*MATERIAL PROVIDED*:
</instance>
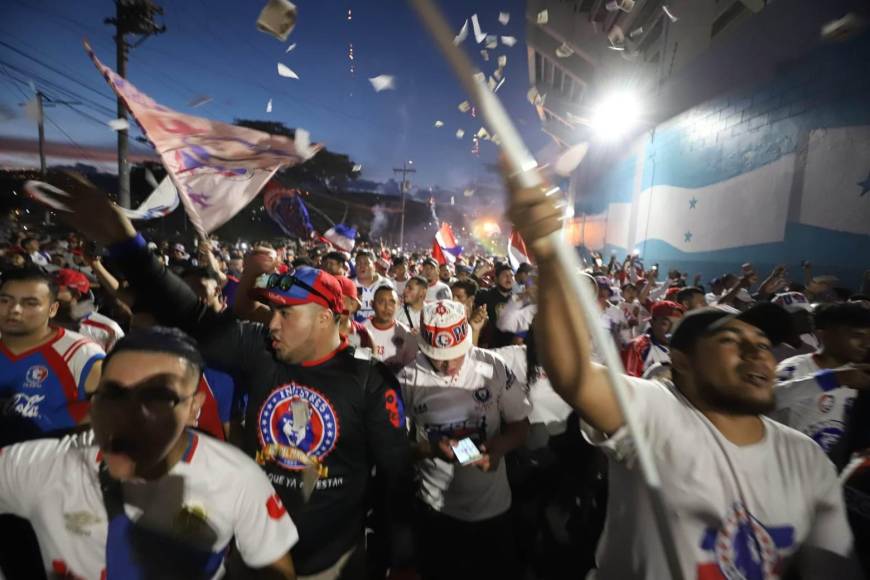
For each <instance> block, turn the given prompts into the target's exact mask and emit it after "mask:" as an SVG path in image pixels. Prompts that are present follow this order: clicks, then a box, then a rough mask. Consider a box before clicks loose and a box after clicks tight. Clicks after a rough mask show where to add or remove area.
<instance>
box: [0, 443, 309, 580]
mask: <svg viewBox="0 0 870 580" xmlns="http://www.w3.org/2000/svg"><path fill="white" fill-rule="evenodd" d="M187 436H188V437H189V438H190V440H189V443H188V448H187V451H186V452H185V454H184V456H183V458H182V460H181V461H179V462H178V463H177V464H176V465H175V466H174V467H173V468H172V469H171V470H170V471H169V473H168V474H166V475H165V476H163V477H162V478H161V479H159V480H157V481H152V482H130V483H124V484H123V494H124V511H125V513H126V515H127V517H128V518H129V519H130V520H132V521H134V522H136V524H137V527H141V528H146V529H149V530H159V531H163V532H167V533H169V534H182V535H183V538H184V540H185V541H186V542H188V543H189V544H190V545H192V546H196V550H197V553H198V552H199V551H200V550H201V551H202V553H203V555H204V556H203V557H206V556H207V557H208V560H209V562H210V564H211V565H209V566H207V567H206V569H207V570H209V571H210V570H215V572H214V573H213V575H212V577H215V578H217V577H220V576H221V575H222V574H223V564H222V563H221V562H222V559H223V555H224V554H225V553H226V552H225V551H226V548H227V547H228V544H229V543H230V540H231V539H233V537H235V544H236V548H237V549H238V550H239V553H240V554H241V556H242V559H243V560H244V561H245V563H246V564H247V565H248V566H250V567H252V568H262V567H264V566H268V565H269V564H271V563H273V562H275V561H276V560H278V559H279V558H280V557H282V556H283V555H284V554H286V553H287V552H288V551H289V550H290V548H292V547H293V545H295V544H296V542H297V541H298V539H299V535H298V533H297V531H296V526H295V525H294V524H293V521H292V520H291V519H290V516H289V515H287V511H286V509H284V506H283V505H282V504H281V500H280V498H279V497H278V496H277V494H276V493H275V490H274V489H273V488H272V484H271V483H270V482H269V479H268V478H267V477H266V475H265V473H263V471H262V470H261V469H260V468H259V467H258V466H257V464H256V463H254V462H253V461H252V460H251V459H249V458H248V457H247V456H245V455H244V454H243V453H242V452H241V451H240V450H238V449H236V448H235V447H233V446H231V445H228V444H226V443H223V442H221V441H217V440H215V439H212V438H210V437H208V436H206V435H202V434H197V433H194V432H193V431H188V432H187ZM100 457H101V455H100V451H99V449H98V448H97V447H96V446H95V445H94V444H93V432H89V433H85V434H83V435H80V436H75V437H66V438H64V439H61V440H57V439H42V440H38V441H30V442H27V443H19V444H17V445H10V446H9V447H6V448H4V449H3V450H2V453H0V513H12V514H15V515H17V516H20V517H23V518H27V519H28V520H30V522H31V524H32V525H33V529H34V531H35V532H36V536H37V538H38V539H39V547H40V549H41V551H42V558H43V562H44V564H45V569H46V570H47V571H48V572H49V573H51V572H52V570H57V569H58V568H62V569H63V570H65V573H68V574H69V575H70V577H72V576H73V575H74V576H75V577H76V578H79V577H80V578H86V579H88V580H98V579H99V578H101V574H102V573H103V572H104V570H105V568H106V543H107V541H109V538H108V535H109V526H108V521H107V519H108V517H107V513H106V507H105V503H104V501H103V496H102V493H101V491H100V481H99V465H100ZM140 525H141V526H140ZM180 528H181V529H180ZM112 541H113V542H114V541H116V540H112ZM117 542H118V544H117V545H118V546H119V547H120V548H122V550H120V551H123V548H124V547H127V549H131V548H130V544H129V543H128V542H126V541H125V540H124V539H123V538H120V537H119V538H117ZM185 549H186V550H188V551H189V552H190V553H191V555H192V553H193V551H194V548H191V547H186V548H185ZM118 551H119V550H115V552H114V553H115V554H116V555H117V552H118ZM131 551H132V550H131ZM152 556H153V555H152ZM131 572H132V571H131ZM115 573H118V572H115ZM119 573H120V575H121V576H124V575H125V574H124V570H120V572H119ZM113 574H114V573H113Z"/></svg>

*GOAL OF THE EXERCISE*: Please retype the records above exactly, but leave out any pictures.

*OUTPUT OF THE TASK*:
</instance>
For each <instance> block, turn the given prompts into the target's exact mask and emit it after "mask:" as an SVG path in image pixels. Prompts that are present follow this order: clicks, then a box, then a rough mask. Consider a box before clicks loose and a box after clicks tight. Clicks after a rough mask show where to add or remove area.
<instance>
box: [0, 443, 309, 580]
mask: <svg viewBox="0 0 870 580" xmlns="http://www.w3.org/2000/svg"><path fill="white" fill-rule="evenodd" d="M187 436H188V437H189V438H190V440H189V443H188V448H187V451H186V452H185V454H184V456H183V458H182V460H181V461H179V462H178V463H177V464H176V465H175V466H174V467H173V468H172V469H171V470H170V471H169V473H168V474H166V475H165V476H163V477H162V478H161V479H159V480H157V481H152V482H130V483H124V484H123V494H124V511H125V513H126V515H127V517H128V518H129V519H130V520H132V521H134V522H136V524H137V527H141V528H146V529H149V530H159V531H163V532H167V533H169V534H182V535H183V538H184V540H185V541H186V542H188V543H189V544H190V545H192V546H196V550H197V553H198V552H199V551H200V550H201V551H202V553H203V555H204V556H203V557H206V556H207V557H208V560H209V562H210V564H211V565H209V566H207V567H206V569H207V570H209V571H210V570H215V572H214V573H213V575H212V577H215V578H217V577H220V576H221V575H222V574H223V564H222V563H221V562H222V559H223V555H224V554H225V553H226V552H225V551H226V548H227V547H228V544H229V543H230V540H231V539H233V537H235V544H236V548H237V549H238V550H239V553H240V554H241V556H242V559H243V560H244V561H245V563H246V564H247V565H248V566H250V567H252V568H262V567H264V566H268V565H269V564H271V563H273V562H275V561H276V560H278V559H279V558H280V557H282V556H283V555H284V554H286V553H287V552H288V551H289V550H290V548H292V547H293V545H295V544H296V542H297V541H298V539H299V535H298V533H297V531H296V526H295V525H294V524H293V521H292V520H291V519H290V516H289V515H287V511H286V509H284V506H283V505H282V504H281V500H280V498H279V497H278V496H277V494H276V493H275V490H274V489H273V488H272V484H271V483H270V482H269V479H268V478H267V477H266V475H265V473H263V471H262V470H261V469H260V468H259V467H258V466H257V464H256V463H254V462H253V461H252V460H251V459H249V458H248V457H247V456H245V455H244V454H243V453H242V452H241V451H240V450H238V449H236V448H235V447H233V446H231V445H228V444H226V443H223V442H221V441H217V440H215V439H212V438H210V437H208V436H206V435H202V434H197V433H194V432H193V431H188V432H187ZM100 457H101V455H100V451H99V449H98V448H97V447H96V446H95V445H94V444H93V432H89V433H85V434H83V435H80V436H75V437H66V438H64V439H61V440H57V439H42V440H38V441H30V442H27V443H19V444H17V445H10V446H9V447H6V448H4V449H3V450H2V453H0V513H12V514H15V515H17V516H20V517H23V518H27V519H28V520H30V522H31V524H32V525H33V529H34V531H35V532H36V536H37V538H38V539H39V547H40V549H41V551H42V558H43V562H44V564H45V569H46V570H47V571H48V572H49V573H51V572H52V570H57V569H58V568H62V569H63V570H65V573H68V574H69V575H70V577H72V576H73V575H74V576H75V577H76V578H79V577H80V578H86V579H88V580H98V579H99V578H101V574H102V573H103V572H104V570H105V568H106V543H107V541H109V538H108V535H109V526H108V521H107V519H108V517H107V513H106V507H105V503H104V501H103V496H102V493H101V491H100V481H99V465H100ZM140 525H141V526H140ZM180 528H181V529H180ZM112 541H113V542H114V541H116V540H112ZM117 542H118V544H117V545H118V546H119V547H120V548H122V550H120V551H123V548H124V547H127V549H131V548H130V544H129V543H128V542H126V541H125V540H124V539H123V538H120V537H119V538H117ZM185 549H186V550H188V551H189V552H190V553H191V555H192V553H193V551H194V548H191V547H186V548H185ZM118 551H119V550H115V552H114V553H115V554H116V555H117V552H118ZM131 551H132V550H131ZM152 556H153V555H152ZM131 572H132V571H131ZM115 573H118V572H115ZM119 573H120V575H121V576H124V575H125V574H124V570H120V572H119ZM113 574H114V573H113Z"/></svg>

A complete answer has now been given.